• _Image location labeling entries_
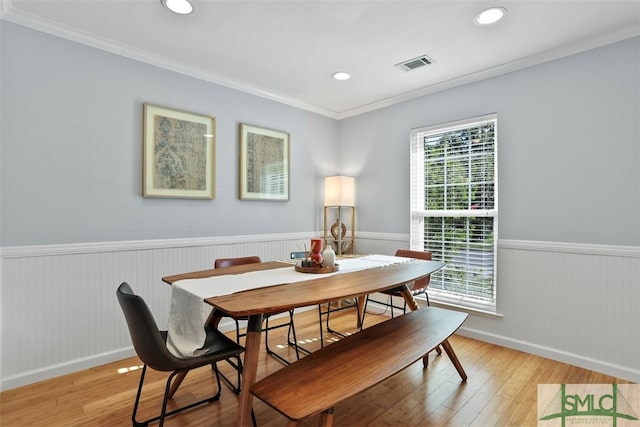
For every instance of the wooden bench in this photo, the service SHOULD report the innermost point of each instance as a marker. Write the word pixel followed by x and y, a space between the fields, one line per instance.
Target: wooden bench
pixel 337 372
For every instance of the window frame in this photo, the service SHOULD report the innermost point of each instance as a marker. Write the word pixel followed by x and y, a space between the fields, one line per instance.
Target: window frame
pixel 418 210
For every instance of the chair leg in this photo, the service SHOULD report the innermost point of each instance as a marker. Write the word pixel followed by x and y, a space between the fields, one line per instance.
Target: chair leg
pixel 176 383
pixel 165 399
pixel 236 365
pixel 135 405
pixel 326 419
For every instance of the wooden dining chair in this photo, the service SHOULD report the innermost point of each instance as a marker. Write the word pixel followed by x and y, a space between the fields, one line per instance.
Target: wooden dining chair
pixel 291 335
pixel 417 287
pixel 150 346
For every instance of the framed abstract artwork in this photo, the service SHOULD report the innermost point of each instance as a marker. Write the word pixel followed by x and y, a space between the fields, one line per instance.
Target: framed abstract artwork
pixel 264 164
pixel 179 154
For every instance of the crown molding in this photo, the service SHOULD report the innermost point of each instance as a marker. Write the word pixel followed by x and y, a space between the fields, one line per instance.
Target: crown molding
pixel 9 13
pixel 25 19
pixel 530 61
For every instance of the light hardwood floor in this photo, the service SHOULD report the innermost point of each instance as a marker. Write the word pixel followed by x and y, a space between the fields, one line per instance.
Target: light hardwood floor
pixel 501 390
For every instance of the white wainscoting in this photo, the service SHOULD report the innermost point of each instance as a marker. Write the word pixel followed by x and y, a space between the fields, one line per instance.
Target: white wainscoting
pixel 575 303
pixel 59 309
pixel 568 302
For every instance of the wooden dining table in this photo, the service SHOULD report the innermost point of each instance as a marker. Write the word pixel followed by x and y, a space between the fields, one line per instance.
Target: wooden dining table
pixel 256 303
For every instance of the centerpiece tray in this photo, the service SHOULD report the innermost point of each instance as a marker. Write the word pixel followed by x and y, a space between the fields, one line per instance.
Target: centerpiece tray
pixel 316 270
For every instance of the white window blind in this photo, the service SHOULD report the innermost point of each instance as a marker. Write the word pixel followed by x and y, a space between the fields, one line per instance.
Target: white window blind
pixel 454 209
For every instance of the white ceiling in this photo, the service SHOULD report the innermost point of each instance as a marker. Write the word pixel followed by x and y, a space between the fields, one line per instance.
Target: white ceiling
pixel 287 50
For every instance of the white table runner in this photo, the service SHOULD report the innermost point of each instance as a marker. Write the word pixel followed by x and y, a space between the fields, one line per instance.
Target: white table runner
pixel 189 312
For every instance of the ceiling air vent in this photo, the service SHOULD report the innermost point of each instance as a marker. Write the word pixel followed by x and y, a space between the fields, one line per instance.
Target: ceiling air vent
pixel 414 63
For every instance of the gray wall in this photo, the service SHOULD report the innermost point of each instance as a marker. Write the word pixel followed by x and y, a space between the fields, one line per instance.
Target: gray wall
pixel 569 149
pixel 72 149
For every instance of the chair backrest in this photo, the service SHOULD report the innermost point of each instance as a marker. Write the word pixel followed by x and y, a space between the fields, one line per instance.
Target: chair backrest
pixel 229 262
pixel 147 339
pixel 423 282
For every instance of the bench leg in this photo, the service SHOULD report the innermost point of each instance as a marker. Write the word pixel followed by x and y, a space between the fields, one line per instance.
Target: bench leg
pixel 454 359
pixel 326 419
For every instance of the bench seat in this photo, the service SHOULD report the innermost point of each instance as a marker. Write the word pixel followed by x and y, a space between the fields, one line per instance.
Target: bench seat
pixel 337 372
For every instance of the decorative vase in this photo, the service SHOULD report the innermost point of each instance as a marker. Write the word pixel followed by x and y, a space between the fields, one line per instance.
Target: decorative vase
pixel 316 255
pixel 328 257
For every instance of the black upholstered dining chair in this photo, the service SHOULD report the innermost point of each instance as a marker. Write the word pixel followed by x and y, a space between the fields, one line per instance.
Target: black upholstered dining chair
pixel 150 345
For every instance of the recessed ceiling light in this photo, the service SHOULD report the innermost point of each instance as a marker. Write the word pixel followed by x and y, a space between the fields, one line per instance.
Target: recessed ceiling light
pixel 182 7
pixel 341 75
pixel 490 16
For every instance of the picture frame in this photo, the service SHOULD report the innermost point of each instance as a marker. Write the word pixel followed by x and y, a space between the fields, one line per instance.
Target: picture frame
pixel 178 153
pixel 264 164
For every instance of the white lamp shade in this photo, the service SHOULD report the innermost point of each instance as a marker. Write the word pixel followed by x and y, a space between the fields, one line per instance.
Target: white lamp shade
pixel 339 191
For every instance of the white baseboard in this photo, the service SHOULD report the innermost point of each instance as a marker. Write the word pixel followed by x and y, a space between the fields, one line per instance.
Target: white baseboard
pixel 69 367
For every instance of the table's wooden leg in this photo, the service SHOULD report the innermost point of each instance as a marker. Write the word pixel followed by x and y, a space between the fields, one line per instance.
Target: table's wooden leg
pixel 360 308
pixel 408 297
pixel 454 359
pixel 250 368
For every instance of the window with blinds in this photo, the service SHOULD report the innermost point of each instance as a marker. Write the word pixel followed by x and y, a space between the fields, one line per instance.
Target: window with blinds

• _Do this_
Repeat word for word the lines in the items beginning with the line containing "For every instance of the ceiling" and continuing through the line containing "pixel 414 63", including both of those lines.

• _Solution for this exercise_
For every instance of the ceiling air vent in this photo, the service SHOULD report the innermost point of each instance as a marker. Write the word pixel followed by x and y, a space between the fields, one line per instance.
Target: ceiling air vent
pixel 414 63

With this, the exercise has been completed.